EXTRACTED INFORMATION:

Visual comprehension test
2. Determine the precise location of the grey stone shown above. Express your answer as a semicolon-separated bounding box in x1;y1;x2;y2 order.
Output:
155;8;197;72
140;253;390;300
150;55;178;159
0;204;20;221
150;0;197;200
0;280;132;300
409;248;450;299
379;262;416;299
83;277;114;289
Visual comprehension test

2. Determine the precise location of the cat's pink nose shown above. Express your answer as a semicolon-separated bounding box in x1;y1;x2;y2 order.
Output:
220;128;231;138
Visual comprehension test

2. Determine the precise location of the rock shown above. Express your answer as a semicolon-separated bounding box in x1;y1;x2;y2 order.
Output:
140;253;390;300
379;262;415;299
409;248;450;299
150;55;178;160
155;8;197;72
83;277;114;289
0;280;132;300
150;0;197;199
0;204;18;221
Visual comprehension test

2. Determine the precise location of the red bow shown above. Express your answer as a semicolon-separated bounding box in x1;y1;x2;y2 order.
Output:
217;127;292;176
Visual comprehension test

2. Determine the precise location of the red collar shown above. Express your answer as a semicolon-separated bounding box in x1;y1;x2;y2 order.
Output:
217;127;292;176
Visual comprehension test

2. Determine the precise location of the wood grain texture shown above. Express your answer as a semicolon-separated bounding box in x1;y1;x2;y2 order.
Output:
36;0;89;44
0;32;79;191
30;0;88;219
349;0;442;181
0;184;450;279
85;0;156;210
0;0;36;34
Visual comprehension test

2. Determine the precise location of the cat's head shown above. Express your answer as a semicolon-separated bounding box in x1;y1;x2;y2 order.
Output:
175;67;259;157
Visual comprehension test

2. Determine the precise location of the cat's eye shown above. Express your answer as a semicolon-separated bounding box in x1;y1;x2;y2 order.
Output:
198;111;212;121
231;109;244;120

BRIEF: Repeat all the entries word for word.

RESULT BELOW:
Visual comprehension test
2. Determine the precise location of the grey stone shown above. Express your answer as a semicolon-separated bounding box in x1;y1;x2;y2 order.
Output:
155;8;197;72
140;253;390;300
150;55;178;159
0;204;20;221
150;0;197;200
0;280;132;300
409;248;450;299
379;262;416;299
83;277;114;289
Visual comprehension test

2. Determine the precise location of the cat's pink nose shown above. Express your answer as a semicolon-separated bounding box in x1;y1;x2;y2 order.
Output:
220;128;231;138
Visual comprehension test

2. Determine the precise location of the rock shown above. Express your answer as a semicolon-separated bounding box in x1;y1;x2;y2 order.
Output:
140;253;390;300
379;262;415;299
409;248;450;299
150;55;178;160
155;8;197;72
83;277;114;289
0;280;132;300
150;0;197;199
0;204;18;221
Visual comprehension test

2. Determine the precise location of the red bow shown above. Express your answer as a semicolon-separated bounding box in x1;y1;x2;y2 order.
Output:
217;127;292;176
Visual comprehension test

2. Determine the precise location of the red collar shown above. Express your answer as a semicolon-separated bounding box in x1;y1;x2;y2 order.
Output:
217;127;292;176
Visual comprehension test

2. Determine the precise location of the wood grain texture shown above. Express your answer as a semicolon-separated bounding box in x1;y1;x2;y2 order.
Output:
36;0;89;44
0;32;79;191
30;0;88;219
349;0;442;181
0;184;450;279
85;0;156;210
0;0;36;34
Visual comprehension test

2. Determine the precise location of the cat's head shown above. Express your answer as a semicolon-separated bounding box in x1;y1;x2;y2 order.
Output:
175;67;259;157
Visual comprehension test

2. Determine the precise location of the cat's eye shown above. Express your answer as a semicolon-separated bounding box in x1;y1;x2;y2 order.
Output:
198;111;212;121
231;109;244;120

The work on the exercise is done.